[Data records]
☆ ☆ ☆ ☆ ☆

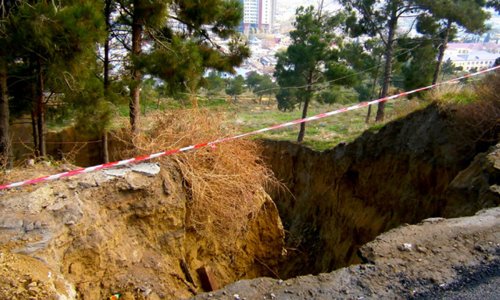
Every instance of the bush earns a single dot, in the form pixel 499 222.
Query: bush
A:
pixel 224 183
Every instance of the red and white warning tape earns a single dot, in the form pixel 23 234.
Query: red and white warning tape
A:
pixel 222 140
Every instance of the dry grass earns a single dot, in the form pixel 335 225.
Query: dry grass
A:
pixel 225 183
pixel 476 108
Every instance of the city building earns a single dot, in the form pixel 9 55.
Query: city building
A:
pixel 258 15
pixel 471 56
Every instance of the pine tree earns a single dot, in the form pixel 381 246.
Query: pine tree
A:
pixel 56 43
pixel 310 60
pixel 181 35
pixel 467 14
pixel 379 17
pixel 235 87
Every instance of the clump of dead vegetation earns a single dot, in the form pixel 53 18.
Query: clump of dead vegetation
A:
pixel 225 182
pixel 476 107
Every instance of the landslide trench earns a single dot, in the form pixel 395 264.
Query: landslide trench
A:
pixel 431 164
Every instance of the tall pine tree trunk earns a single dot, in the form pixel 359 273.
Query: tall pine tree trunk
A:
pixel 107 17
pixel 34 129
pixel 302 130
pixel 372 95
pixel 40 113
pixel 34 132
pixel 135 86
pixel 442 49
pixel 389 49
pixel 5 149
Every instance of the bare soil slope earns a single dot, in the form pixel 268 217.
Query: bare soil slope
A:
pixel 123 231
pixel 412 261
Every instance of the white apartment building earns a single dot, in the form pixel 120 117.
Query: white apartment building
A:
pixel 470 58
pixel 258 15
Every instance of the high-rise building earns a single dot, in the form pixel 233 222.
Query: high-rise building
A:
pixel 258 15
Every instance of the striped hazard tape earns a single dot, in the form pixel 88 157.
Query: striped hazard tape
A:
pixel 226 139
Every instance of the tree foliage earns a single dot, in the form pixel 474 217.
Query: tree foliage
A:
pixel 310 61
pixel 235 87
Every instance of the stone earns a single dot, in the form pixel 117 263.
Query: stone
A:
pixel 208 280
pixel 407 247
pixel 117 172
pixel 148 169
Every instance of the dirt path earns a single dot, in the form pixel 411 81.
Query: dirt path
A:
pixel 414 261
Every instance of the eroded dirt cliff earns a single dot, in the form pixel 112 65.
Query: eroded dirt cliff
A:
pixel 124 231
pixel 411 262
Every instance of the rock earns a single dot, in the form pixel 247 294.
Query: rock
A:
pixel 405 247
pixel 117 172
pixel 148 169
pixel 421 249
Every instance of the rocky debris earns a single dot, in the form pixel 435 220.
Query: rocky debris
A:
pixel 424 165
pixel 452 257
pixel 123 231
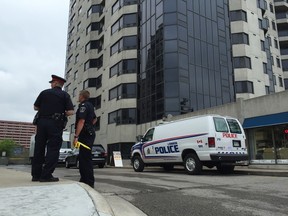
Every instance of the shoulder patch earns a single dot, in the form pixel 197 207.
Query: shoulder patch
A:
pixel 82 109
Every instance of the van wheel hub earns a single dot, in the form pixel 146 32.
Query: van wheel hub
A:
pixel 190 164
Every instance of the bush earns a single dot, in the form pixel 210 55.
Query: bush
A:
pixel 7 146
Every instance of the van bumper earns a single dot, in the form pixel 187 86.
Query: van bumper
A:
pixel 230 157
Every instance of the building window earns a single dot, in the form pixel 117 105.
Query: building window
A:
pixel 127 90
pixel 76 58
pixel 68 87
pixel 272 60
pixel 285 65
pixel 122 116
pixel 93 82
pixel 94 63
pixel 94 44
pixel 120 3
pixel 278 62
pixel 127 20
pixel 97 125
pixel 244 87
pixel 98 102
pixel 74 92
pixel 242 62
pixel 276 43
pixel 125 43
pixel 68 74
pixel 124 67
pixel 267 90
pixel 265 70
pixel 280 82
pixel 77 42
pixel 78 26
pixel 273 25
pixel 95 9
pixel 95 26
pixel 240 38
pixel 238 15
pixel 262 45
pixel 75 75
pixel 271 8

☆ ☆ ☆ ☆ ☆

=== Directions for this task ===
If a line in the records above holds the string "path", copy it.

=== Problem solution ===
Every instance of the dirt path earns a single dot, in the form pixel 411 81.
Query: dirt path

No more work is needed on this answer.